> _TASK LIST_:
• a. Copy the passage of the article on the Oregon plague case that begins with the words containing "Oregon state and" and ends with "Blue Mountain range.".
• b. Carry on the article about the Oregon plague case from the point where it stops.

====== SELECTED EXTRACT

Health officials in Oregon have confirmed that a teenage girl has contracted the bubonic plague – likely from a flea bite.
Although the bubonic plague is very rare, it is usually treatable with a course of antibiotics if diagnosed early. However, federal health authorities are stumped as to why they saw such an increase in the number of individuals with the disease during 2015.
Oregon state and local health officials released a statement indicating that they believed the girl was infected with the disease while on a hunting trip two weeks ago near the city of Heppner, near the foothills of the Blue Mountain range.
Soon after her October 16 trip, she became sick on October 21 and was admitted to the hospital a few days later. At this time, she remains in the intensive care unit.
Officials stated that no other recent cases have been reported.
Bubonic plague is a highly infectious and contagious bacterial disease normally carried by wild rodents. The disease is then transmitted to the animals’ fleas, which can then transmit the bacterial infection to humans or other animals through flea bites.
Common symptoms of the disease include weakness, cough, headache, chills and fever. The infection affects a person’s lymph nodes.
In addition to bubonic, there are other types of plague. Two forms of the disease infect blood. Another form of the plague, the most contagious form, infects the lungs. This pneumonic plague is typically only transmitted to other humans if the patient is coughing due to a lung infection.

============
====== SUPPLIED MATERIAL

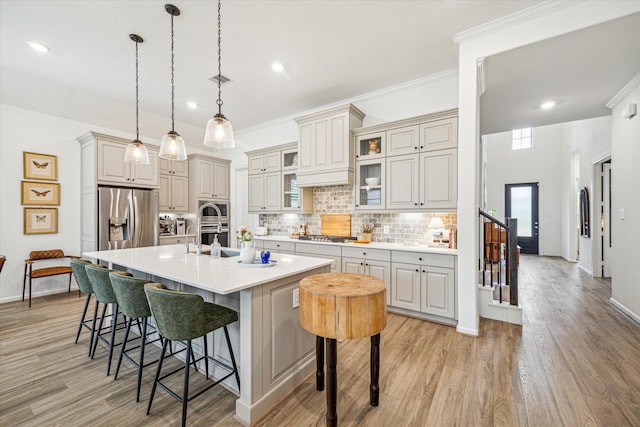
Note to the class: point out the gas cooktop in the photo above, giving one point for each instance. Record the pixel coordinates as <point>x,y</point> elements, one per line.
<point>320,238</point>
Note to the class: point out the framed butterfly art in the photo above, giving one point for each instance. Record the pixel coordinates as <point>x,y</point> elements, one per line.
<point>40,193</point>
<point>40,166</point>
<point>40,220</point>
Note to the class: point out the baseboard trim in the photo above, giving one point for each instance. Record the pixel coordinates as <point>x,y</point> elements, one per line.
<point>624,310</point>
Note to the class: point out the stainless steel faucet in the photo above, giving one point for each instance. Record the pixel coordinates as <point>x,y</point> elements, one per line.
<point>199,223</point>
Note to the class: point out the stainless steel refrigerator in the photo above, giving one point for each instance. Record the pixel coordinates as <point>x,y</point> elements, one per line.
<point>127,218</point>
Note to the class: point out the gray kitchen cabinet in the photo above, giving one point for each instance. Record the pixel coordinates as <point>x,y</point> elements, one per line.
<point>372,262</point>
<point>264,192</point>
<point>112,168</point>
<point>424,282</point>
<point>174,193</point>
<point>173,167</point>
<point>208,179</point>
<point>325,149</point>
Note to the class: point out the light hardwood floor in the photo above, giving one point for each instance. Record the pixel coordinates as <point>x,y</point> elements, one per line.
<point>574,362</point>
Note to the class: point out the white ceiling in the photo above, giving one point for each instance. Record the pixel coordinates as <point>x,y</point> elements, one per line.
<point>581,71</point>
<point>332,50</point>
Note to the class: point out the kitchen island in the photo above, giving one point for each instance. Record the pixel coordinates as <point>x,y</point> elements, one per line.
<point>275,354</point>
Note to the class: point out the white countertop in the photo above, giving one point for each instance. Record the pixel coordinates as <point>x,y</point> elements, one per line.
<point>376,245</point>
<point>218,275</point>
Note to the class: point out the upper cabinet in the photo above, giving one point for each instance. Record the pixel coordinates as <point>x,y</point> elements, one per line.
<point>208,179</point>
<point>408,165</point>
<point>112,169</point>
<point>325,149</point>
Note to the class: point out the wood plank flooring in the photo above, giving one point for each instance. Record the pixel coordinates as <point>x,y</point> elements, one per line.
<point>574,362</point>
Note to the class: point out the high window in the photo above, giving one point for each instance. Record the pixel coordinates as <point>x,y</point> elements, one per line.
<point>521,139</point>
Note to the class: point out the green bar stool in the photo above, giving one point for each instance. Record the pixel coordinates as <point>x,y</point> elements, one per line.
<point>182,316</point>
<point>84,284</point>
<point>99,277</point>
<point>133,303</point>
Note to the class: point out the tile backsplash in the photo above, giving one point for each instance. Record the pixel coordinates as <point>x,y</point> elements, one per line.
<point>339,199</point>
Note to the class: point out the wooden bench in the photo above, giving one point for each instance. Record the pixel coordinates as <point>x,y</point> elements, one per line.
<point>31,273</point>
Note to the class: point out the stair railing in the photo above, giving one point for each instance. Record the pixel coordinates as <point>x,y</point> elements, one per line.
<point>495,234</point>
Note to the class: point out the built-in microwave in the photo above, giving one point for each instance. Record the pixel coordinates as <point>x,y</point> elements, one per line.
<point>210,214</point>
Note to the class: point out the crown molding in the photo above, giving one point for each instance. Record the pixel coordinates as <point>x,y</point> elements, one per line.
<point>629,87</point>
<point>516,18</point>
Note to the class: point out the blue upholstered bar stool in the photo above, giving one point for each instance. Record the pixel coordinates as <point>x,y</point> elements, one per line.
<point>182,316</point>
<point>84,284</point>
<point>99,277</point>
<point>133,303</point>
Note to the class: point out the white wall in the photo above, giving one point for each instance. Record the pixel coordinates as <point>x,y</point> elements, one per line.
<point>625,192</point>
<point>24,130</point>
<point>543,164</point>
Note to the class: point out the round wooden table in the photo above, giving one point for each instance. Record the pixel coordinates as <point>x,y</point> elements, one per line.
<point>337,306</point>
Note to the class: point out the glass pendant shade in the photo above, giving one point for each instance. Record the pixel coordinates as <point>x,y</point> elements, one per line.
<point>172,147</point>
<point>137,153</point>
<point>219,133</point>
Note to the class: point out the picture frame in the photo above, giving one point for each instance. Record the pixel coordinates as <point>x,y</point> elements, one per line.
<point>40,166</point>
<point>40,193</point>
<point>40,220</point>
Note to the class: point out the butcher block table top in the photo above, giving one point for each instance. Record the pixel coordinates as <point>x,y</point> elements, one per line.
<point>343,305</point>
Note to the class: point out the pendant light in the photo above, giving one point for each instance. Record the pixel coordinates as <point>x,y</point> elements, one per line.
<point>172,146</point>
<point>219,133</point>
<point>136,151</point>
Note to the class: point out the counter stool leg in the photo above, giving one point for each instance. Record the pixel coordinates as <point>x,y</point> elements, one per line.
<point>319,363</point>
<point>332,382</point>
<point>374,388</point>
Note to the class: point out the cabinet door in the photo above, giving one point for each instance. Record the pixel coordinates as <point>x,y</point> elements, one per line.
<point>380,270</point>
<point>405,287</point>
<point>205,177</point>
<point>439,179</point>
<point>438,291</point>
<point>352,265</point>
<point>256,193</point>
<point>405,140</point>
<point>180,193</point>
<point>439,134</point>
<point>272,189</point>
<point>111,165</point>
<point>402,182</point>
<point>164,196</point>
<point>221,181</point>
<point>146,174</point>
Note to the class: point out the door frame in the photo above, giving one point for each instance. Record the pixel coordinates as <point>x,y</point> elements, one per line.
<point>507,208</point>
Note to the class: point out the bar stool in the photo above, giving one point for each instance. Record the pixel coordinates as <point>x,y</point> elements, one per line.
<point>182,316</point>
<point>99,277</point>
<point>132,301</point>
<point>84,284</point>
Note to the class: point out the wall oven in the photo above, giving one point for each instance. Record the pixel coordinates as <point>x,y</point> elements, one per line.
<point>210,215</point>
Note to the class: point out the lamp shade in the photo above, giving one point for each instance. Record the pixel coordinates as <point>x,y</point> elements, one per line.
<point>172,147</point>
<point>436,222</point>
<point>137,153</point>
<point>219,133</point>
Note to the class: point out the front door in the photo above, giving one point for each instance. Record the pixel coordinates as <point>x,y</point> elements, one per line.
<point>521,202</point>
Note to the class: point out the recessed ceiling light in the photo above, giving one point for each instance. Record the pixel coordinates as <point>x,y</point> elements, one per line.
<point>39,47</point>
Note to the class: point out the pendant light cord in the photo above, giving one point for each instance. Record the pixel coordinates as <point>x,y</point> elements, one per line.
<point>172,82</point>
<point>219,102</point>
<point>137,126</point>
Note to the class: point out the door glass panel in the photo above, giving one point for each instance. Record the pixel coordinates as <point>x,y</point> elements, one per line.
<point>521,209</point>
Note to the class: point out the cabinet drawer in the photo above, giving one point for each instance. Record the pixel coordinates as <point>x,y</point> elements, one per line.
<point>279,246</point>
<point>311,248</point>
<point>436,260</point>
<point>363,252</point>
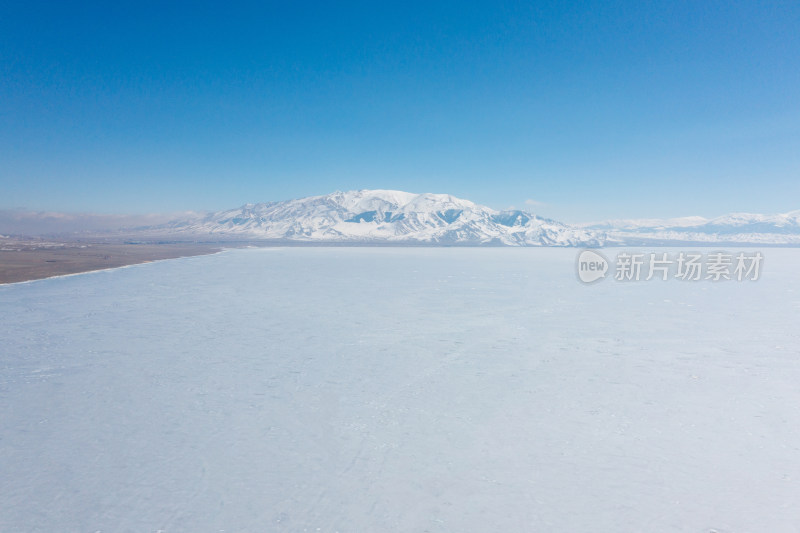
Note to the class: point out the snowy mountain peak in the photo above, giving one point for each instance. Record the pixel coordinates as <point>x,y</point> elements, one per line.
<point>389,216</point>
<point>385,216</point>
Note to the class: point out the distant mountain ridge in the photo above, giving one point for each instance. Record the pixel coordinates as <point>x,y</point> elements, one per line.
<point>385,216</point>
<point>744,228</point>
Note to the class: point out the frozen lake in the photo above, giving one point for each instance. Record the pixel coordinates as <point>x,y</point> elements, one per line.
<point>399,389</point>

============

> _ANSWERS TO THE EXERCISE_:
• a.
Oregon state and local health officials released a statement indicating that they believed the girl was infected with the disease while on a hunting trip two weeks ago near the city of Heppner, near the foothills of the Blue Mountain range.

• b.
If the infection by these plagues is caught in its early stages, antibiotics render an effective treatment. Left untreated, however, the plague is fatal in about 66 percent to 93 percent of cases. By receiving treatment, those numbers drop to about a 16 percent mortality rate.
According to the nation’s disease centers, over the past few decades, an average of seven plague cases in humans were reported annually. But since April 1 of this year, there have been at least 11 human cases of the plague in the United States – three of them resulting in death. The Center for Disease Control (CDC) reported cases in Arizona, Colorado, California, New Mexico and Georgia.
Health officials state that “It is unclear why the number of cases in 2015 is higher than usual.”
Oregon’s health authorities reported that before the bubonic plague diagnosis of the teenage girl this month, only eight human cases have been diagnosed in the state since 1995.